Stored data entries

--------------------------------------------------

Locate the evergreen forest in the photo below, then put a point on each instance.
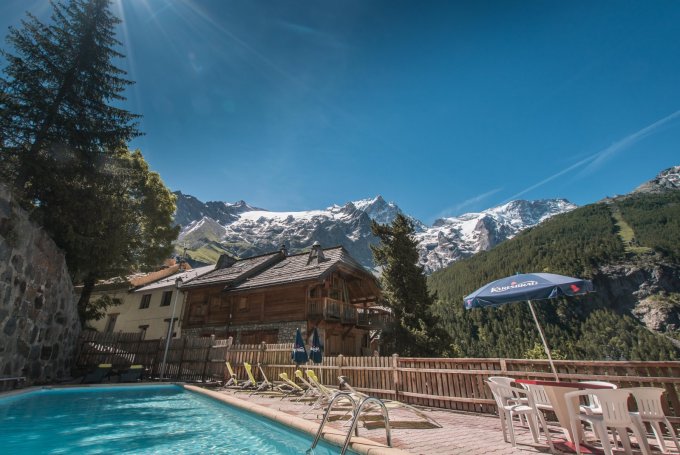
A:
(638, 228)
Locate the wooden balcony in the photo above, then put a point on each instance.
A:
(327, 309)
(368, 318)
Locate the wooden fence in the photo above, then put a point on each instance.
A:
(443, 383)
(189, 359)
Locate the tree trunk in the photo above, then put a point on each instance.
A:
(84, 300)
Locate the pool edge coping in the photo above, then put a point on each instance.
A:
(331, 435)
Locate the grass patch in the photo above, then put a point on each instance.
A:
(627, 234)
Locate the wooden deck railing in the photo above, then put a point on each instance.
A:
(371, 318)
(442, 383)
(332, 310)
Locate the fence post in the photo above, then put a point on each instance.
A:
(207, 357)
(260, 354)
(181, 359)
(395, 375)
(340, 357)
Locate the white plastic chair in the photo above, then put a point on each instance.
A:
(506, 397)
(506, 381)
(593, 407)
(539, 400)
(614, 406)
(650, 411)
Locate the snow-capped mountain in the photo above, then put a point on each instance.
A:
(243, 231)
(667, 180)
(451, 239)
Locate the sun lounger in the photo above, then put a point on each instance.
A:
(293, 388)
(251, 384)
(102, 371)
(132, 374)
(233, 381)
(391, 404)
(325, 394)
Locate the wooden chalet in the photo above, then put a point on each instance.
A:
(266, 297)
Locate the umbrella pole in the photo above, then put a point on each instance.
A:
(545, 344)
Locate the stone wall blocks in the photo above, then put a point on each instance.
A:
(39, 324)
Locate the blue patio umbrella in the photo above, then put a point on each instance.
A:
(315, 352)
(299, 354)
(528, 286)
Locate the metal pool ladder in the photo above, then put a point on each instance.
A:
(357, 408)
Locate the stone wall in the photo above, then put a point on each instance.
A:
(286, 330)
(39, 323)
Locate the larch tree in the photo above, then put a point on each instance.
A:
(63, 143)
(415, 330)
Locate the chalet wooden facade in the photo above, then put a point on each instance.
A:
(265, 298)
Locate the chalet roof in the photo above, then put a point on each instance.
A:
(298, 267)
(170, 280)
(238, 270)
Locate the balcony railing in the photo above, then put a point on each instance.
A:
(335, 310)
(372, 319)
(332, 310)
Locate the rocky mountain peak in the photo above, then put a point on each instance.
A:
(667, 180)
(242, 230)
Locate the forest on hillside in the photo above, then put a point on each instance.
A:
(577, 244)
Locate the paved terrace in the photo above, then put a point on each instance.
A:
(461, 433)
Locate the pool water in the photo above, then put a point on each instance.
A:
(161, 419)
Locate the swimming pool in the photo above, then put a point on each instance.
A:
(155, 419)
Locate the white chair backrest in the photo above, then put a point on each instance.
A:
(648, 400)
(594, 403)
(602, 383)
(504, 394)
(502, 380)
(538, 395)
(614, 406)
(499, 393)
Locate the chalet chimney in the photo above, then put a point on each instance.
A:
(225, 261)
(316, 253)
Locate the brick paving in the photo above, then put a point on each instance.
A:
(461, 433)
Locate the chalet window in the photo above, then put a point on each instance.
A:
(315, 292)
(168, 328)
(111, 323)
(167, 297)
(258, 336)
(146, 300)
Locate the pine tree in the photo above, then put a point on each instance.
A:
(57, 117)
(64, 146)
(415, 331)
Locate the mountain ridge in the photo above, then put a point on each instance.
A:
(243, 230)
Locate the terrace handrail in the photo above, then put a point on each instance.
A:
(450, 383)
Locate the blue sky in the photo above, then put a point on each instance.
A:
(443, 107)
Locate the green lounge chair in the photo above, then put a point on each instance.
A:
(102, 371)
(132, 374)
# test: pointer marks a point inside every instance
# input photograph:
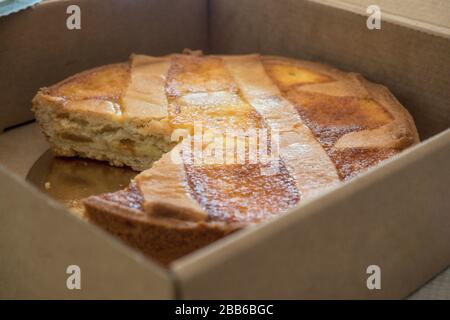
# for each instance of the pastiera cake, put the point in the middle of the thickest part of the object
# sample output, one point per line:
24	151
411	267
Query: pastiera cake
237	139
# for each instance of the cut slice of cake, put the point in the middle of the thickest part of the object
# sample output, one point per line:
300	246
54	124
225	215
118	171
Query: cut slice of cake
274	132
116	113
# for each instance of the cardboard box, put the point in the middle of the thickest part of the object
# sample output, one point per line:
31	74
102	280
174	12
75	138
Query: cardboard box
395	216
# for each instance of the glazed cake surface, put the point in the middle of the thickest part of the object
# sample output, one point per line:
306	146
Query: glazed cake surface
236	139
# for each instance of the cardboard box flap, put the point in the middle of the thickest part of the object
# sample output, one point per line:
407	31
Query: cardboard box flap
426	16
412	64
385	226
39	240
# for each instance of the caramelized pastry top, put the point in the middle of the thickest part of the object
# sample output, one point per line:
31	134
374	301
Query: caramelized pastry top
324	126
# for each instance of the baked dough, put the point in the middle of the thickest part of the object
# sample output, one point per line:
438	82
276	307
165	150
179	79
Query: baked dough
322	126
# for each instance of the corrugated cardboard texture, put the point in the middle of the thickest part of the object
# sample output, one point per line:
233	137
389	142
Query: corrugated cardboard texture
34	260
413	64
396	218
38	50
430	15
21	147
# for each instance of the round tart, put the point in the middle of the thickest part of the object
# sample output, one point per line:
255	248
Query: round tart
223	142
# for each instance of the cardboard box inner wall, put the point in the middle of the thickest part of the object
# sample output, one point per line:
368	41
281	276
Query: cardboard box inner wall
317	250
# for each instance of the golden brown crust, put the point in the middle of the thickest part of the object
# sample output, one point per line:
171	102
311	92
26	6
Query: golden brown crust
340	118
163	239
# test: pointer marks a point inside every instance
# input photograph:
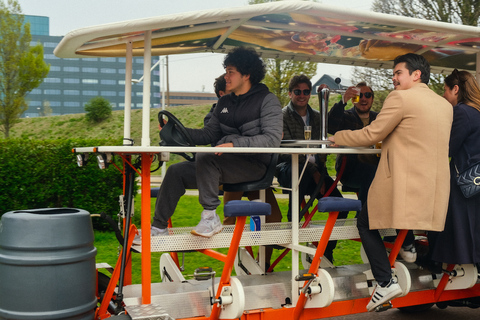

--------------------------------------------------

◆ AIM OF THE EXERCISE: Wherever a line above contains "terrace", copy that line.

◆ THE COMPLETED TASK:
Locate the paved terrace in the photo above, then put a point on each instance.
Locate the terrace handrail in the photo above, then put a point on each instance.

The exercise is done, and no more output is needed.